### Exercise objective
Lift every line from the entries that includes the word "below".
[[ Source data, beginning ]]
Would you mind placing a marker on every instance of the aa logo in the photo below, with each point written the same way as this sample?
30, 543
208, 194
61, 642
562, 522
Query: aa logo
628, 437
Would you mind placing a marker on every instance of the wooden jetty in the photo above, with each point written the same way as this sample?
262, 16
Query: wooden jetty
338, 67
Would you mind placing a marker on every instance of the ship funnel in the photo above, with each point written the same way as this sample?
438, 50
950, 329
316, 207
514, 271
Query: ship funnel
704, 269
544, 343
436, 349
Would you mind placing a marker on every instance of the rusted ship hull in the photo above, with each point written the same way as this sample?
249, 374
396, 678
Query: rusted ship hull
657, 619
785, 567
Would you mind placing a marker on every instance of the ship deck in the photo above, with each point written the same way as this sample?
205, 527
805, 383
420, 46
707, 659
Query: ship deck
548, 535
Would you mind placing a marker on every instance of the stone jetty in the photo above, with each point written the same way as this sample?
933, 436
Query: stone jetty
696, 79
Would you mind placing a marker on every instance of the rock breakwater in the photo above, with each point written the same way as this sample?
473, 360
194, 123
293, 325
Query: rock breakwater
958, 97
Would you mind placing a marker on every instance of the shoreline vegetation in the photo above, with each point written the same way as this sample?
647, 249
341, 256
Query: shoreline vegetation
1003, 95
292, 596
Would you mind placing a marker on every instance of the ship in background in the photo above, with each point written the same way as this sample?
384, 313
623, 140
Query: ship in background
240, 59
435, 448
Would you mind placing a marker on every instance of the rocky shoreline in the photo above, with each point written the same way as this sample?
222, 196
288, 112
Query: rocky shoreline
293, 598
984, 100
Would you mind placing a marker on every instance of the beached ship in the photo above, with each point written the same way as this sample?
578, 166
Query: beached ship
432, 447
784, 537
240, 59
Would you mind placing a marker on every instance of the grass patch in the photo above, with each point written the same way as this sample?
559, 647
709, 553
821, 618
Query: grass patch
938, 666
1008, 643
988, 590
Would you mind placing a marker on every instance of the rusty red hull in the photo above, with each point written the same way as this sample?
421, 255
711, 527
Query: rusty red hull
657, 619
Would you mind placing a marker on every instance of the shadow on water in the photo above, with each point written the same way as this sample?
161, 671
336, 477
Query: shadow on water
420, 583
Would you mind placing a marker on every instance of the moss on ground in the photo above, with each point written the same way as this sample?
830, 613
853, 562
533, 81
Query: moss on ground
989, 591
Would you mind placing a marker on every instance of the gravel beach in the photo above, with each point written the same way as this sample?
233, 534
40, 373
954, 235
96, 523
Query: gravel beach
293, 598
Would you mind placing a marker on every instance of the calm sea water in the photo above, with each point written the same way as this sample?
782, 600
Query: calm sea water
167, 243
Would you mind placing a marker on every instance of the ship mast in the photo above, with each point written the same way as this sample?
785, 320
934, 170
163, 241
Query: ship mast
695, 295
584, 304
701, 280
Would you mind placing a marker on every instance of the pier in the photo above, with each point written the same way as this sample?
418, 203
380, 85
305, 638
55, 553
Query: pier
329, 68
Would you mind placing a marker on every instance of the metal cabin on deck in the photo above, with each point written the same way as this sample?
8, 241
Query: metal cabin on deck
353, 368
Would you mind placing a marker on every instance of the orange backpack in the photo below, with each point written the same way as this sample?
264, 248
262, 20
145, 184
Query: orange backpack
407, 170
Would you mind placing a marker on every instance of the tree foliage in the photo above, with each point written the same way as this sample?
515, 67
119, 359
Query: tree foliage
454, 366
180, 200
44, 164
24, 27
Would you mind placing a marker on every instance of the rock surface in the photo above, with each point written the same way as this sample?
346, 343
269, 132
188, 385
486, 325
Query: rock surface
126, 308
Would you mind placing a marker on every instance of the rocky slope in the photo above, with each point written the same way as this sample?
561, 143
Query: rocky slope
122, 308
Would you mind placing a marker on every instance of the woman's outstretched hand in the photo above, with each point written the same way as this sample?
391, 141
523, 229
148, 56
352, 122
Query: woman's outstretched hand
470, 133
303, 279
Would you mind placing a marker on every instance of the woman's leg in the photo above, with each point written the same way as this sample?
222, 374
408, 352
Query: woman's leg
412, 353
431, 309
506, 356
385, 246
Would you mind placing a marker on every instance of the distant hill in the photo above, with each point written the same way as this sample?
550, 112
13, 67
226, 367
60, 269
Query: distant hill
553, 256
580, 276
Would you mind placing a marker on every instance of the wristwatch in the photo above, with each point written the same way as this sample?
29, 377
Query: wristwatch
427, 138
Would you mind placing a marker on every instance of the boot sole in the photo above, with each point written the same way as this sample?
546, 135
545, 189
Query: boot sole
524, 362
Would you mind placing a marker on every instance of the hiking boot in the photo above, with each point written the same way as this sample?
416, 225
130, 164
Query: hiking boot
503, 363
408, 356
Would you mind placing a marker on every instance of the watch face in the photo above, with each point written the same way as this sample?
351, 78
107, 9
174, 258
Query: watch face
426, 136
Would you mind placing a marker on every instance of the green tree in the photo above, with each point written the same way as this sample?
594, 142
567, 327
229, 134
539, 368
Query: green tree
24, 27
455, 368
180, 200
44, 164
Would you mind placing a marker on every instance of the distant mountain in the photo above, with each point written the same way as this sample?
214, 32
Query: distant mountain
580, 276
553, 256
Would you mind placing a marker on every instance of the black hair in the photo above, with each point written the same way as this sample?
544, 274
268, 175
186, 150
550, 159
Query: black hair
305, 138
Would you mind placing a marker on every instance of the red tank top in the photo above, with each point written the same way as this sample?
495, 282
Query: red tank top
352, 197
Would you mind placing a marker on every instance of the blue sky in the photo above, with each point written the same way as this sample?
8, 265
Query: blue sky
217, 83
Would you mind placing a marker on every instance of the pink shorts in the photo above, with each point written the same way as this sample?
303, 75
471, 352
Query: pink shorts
[[ Source data, end ]]
### Task output
Would you mind placing a marker on every instance of the aa logo in the photo below, with each point written the same way as this sample?
Would you mind placing a marker on every instance of the orange backpack in the photo below, with each point written the same way as this sample?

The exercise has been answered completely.